[Stored data entries]
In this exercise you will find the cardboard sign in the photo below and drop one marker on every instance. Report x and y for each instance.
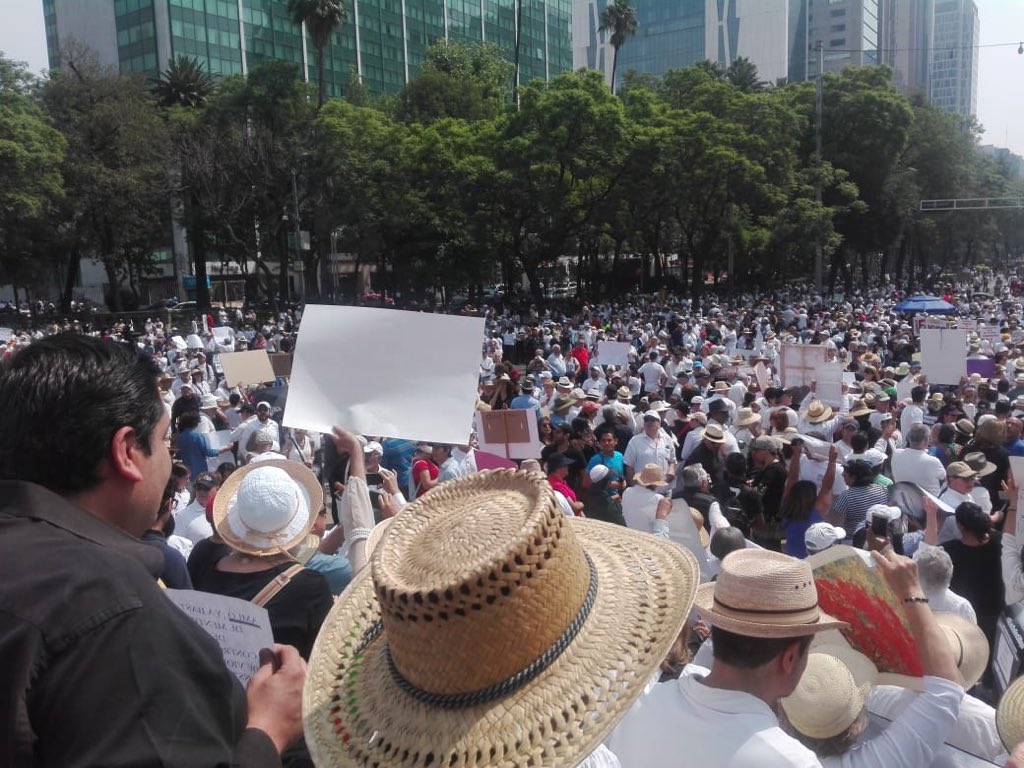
(248, 368)
(509, 434)
(855, 592)
(385, 372)
(612, 353)
(798, 363)
(282, 364)
(240, 628)
(943, 354)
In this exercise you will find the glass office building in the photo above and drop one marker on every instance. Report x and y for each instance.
(384, 41)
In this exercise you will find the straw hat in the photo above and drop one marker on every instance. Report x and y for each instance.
(1010, 715)
(760, 593)
(826, 700)
(714, 433)
(266, 508)
(651, 474)
(859, 409)
(745, 417)
(484, 630)
(817, 412)
(969, 644)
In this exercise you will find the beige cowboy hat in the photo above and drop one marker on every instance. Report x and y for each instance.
(859, 408)
(817, 412)
(483, 631)
(826, 700)
(651, 474)
(760, 593)
(745, 417)
(714, 433)
(267, 508)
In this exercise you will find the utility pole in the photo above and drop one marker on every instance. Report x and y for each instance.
(818, 109)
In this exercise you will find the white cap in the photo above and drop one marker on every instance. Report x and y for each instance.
(821, 536)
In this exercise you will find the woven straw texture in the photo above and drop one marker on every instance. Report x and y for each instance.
(258, 545)
(760, 593)
(472, 583)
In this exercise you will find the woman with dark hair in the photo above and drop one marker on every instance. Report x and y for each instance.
(977, 565)
(803, 505)
(945, 448)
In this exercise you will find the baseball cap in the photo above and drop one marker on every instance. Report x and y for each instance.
(821, 536)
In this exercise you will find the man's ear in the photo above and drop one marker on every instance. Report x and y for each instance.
(126, 455)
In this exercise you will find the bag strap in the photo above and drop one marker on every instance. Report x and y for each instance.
(276, 585)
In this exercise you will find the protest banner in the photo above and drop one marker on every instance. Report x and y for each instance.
(798, 364)
(509, 434)
(252, 367)
(943, 354)
(425, 370)
(612, 353)
(240, 628)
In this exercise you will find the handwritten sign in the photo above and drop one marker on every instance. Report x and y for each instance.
(240, 628)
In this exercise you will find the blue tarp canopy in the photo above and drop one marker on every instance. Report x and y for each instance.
(930, 304)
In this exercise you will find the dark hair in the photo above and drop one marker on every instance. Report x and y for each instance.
(752, 652)
(973, 519)
(91, 388)
(726, 541)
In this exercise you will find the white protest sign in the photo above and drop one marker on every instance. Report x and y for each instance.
(385, 372)
(943, 354)
(828, 387)
(247, 368)
(612, 353)
(223, 335)
(799, 363)
(240, 628)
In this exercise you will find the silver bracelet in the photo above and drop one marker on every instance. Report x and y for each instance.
(357, 535)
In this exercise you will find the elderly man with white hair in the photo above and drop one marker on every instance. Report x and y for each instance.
(935, 570)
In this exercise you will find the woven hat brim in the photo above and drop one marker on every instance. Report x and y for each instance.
(228, 491)
(705, 603)
(354, 714)
(1010, 715)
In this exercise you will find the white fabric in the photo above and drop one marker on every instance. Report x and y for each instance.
(640, 507)
(975, 730)
(911, 465)
(687, 723)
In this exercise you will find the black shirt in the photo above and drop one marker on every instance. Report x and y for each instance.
(99, 668)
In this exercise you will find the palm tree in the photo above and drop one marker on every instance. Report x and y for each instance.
(323, 18)
(620, 18)
(185, 82)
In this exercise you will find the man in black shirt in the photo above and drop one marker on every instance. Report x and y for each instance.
(99, 668)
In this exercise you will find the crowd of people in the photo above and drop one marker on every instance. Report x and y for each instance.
(544, 615)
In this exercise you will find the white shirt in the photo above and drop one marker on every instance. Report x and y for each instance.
(642, 451)
(686, 723)
(640, 507)
(911, 465)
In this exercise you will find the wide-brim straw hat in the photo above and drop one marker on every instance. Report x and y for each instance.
(651, 474)
(489, 629)
(817, 412)
(267, 508)
(826, 700)
(760, 593)
(969, 644)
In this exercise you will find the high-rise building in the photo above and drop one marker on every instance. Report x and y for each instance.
(383, 42)
(850, 33)
(679, 33)
(953, 56)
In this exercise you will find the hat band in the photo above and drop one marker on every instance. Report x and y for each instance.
(503, 687)
(808, 614)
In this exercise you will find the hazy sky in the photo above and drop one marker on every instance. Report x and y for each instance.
(1000, 81)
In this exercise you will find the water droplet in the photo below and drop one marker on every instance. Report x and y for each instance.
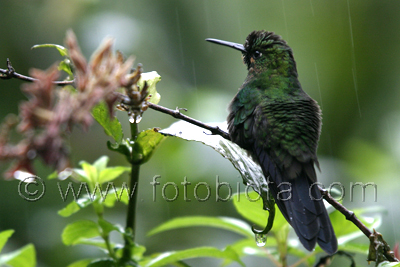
(261, 239)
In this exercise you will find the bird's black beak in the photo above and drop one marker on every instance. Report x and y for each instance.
(225, 43)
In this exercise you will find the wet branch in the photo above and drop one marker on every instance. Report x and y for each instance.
(10, 73)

• **Brief**: Your task is to reproduce every record exactly while omitting the pictures.

• **Exercise output**:
In this exercise you will find the cardboard sign in the photo below and drop one marker on every instance. Report x and y for each instance.
(248, 368)
(509, 434)
(855, 592)
(385, 372)
(612, 353)
(798, 363)
(282, 364)
(240, 628)
(943, 354)
In this exercise you will find the glass office building in the photo above and drop one marker on every instance. Report x and y for each instance.
(384, 41)
In this exercise you will find the straw hat in the photo above and drop one marker on every instance. Report x and y for each instance.
(1010, 715)
(760, 593)
(826, 700)
(714, 433)
(266, 508)
(651, 474)
(859, 409)
(745, 417)
(484, 630)
(817, 412)
(969, 644)
In this exercise you will find the beige cowboy hat in the photo above and drop one marker on every instance. Report x and y for each instance.
(859, 408)
(817, 412)
(483, 631)
(826, 700)
(651, 474)
(760, 593)
(745, 417)
(714, 433)
(267, 508)
In this exercise you will find the utility pole in the photo above and drop one marker on every instance. Report x and y for each instance.
(818, 109)
In this exercise you will find the white cap in the photo above and drop one marker on every instance. Report x and y for each instance.
(821, 536)
In this exercise you will find the woven straw texture in the photo above and drop one marker on every instance. Report x and y for each instance.
(258, 545)
(760, 593)
(472, 583)
In this exercise you will find the woman with dark hair in the photo above and drop one marker on every instance. Report x and y for each instance.
(977, 565)
(803, 505)
(945, 448)
In this exercise you will find the baseball cap in the photo above and drop one marker on every instance. Report x and y for each instance.
(821, 536)
In this exercise you will find the man's ear in the photo above and drop one marker on every instance. Report x and y for each instance.
(126, 455)
In this exercise you will find the bag strap in the photo above and drop one marker on every instance. Report x and y for each instance.
(276, 585)
In this exercise you will find the protest banner in the photo above and drop one marker on every instance. Report x and y for each instance.
(798, 364)
(509, 434)
(252, 367)
(943, 354)
(425, 370)
(612, 353)
(240, 628)
In this exercise you will find the handwritten sign in the photo above and drop one marker on every instance. Report x and y for each instance.
(240, 628)
In this exercise you will find the blue tarp canopy in the photo above and drop one marker on every instance. Report x and y for each instance.
(930, 304)
In this exercise you will find the dark hair in the photo above and drop one marker on every instance. Report x and y for each instance.
(752, 652)
(973, 519)
(91, 388)
(726, 541)
In this exercise you will find the white protest sign in the photo above and drop one marker on every instance. Report x and y for each instance.
(385, 372)
(943, 354)
(828, 387)
(247, 368)
(612, 353)
(223, 335)
(799, 363)
(240, 628)
In this exercise you will find the silver bracelet in the photo above and drop one marker on every instance. Report x and y for each instance.
(357, 535)
In this exercise you will find the elderly man with white hair in the photo above and drop one marker on every instance. Report x and y for each instance.
(935, 570)
In this exercise you will find the woven hat brim in the photo above and drop one marker on every instance. Report x and y for each instance.
(228, 491)
(705, 603)
(354, 714)
(1010, 715)
In this exercise you will find the white fabric in the photo above and drop one marker on every instance. Report x and y for each instance.
(640, 507)
(975, 730)
(911, 465)
(687, 723)
In this exercise you will find the black shirt in the photo above and drop one marker on every instance. Report x and y for each instance.
(99, 668)
In this exercise you will find the palm tree in the photo above and drop one marker on every instance. Report x and y for each instance.
(323, 18)
(620, 18)
(185, 82)
In this exercise you will find the man in black shirt in the photo above and drop one marker on every instance. Report x and y for each instance.
(99, 668)
In this exercise you will find the crowd of people in the photo above and drop one marker on every instance. Report x and y for each instance.
(544, 615)
In this exercise you will find the white shirt in the photo above and drop one marker on every instance. Report x and y for each instance.
(642, 451)
(686, 723)
(640, 507)
(911, 465)
In this exercise you will find the wide-brim straw hat in the photo above and drop one marker on every instance. Report x and y for each instance.
(651, 474)
(489, 629)
(817, 412)
(267, 508)
(826, 700)
(760, 593)
(969, 644)
In this exercise you will find the high-rise building in the photo above and drop one marker on every instance. Report x and y for each instance.
(383, 42)
(850, 33)
(679, 33)
(953, 56)
In this exercise you will find the hat band in the photo above and drop one marker on every instance. Report x and y for each instance.
(503, 687)
(808, 614)
In this exercise you will find the hazy sky in the photo above and drop one marker on every instance. Report x and y for each instance.
(1000, 81)
In this exercise you will find the water droplet in the photo below and drop one marker on every instance. Report x and y for each instance.
(261, 239)
In this exercise you will find the bird's black beak in the photo above and drop one marker on every instance. Report x and y for each instance.
(225, 43)
In this exercise you will find the wet branch in the photo above and drop one marker on every instance. Report x and y for each instance.
(10, 73)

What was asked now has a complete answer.